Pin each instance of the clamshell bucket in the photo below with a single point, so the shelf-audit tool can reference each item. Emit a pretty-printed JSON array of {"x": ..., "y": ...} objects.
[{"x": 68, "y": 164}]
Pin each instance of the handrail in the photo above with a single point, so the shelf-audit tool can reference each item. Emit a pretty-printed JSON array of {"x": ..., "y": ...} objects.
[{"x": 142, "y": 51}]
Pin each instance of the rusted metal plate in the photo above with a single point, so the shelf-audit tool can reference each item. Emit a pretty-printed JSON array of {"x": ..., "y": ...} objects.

○ ○ ○ ○ ○

DESCRIPTION OF THE TASK:
Emit the full listing verbatim.

PROBLEM SOLUTION:
Pin each instance of the clamshell bucket in the photo below with a single point, so the shelf-audit tool can reference each item. Emit a pretty-printed JSON array of {"x": ..., "y": ...} objects.
[{"x": 68, "y": 164}]
Pin each instance of the handrail in the photo above with a single point, so the shelf-audit tool can reference each item. Emit a pretty-printed JSON array of {"x": ..., "y": ...} objects.
[{"x": 142, "y": 51}]
Pin each instance of the rusted metal plate in the photo above with a single point, so the shelf-audit tool can reference each item. Emit a pretty-printed JSON array of {"x": ..., "y": ...} objects.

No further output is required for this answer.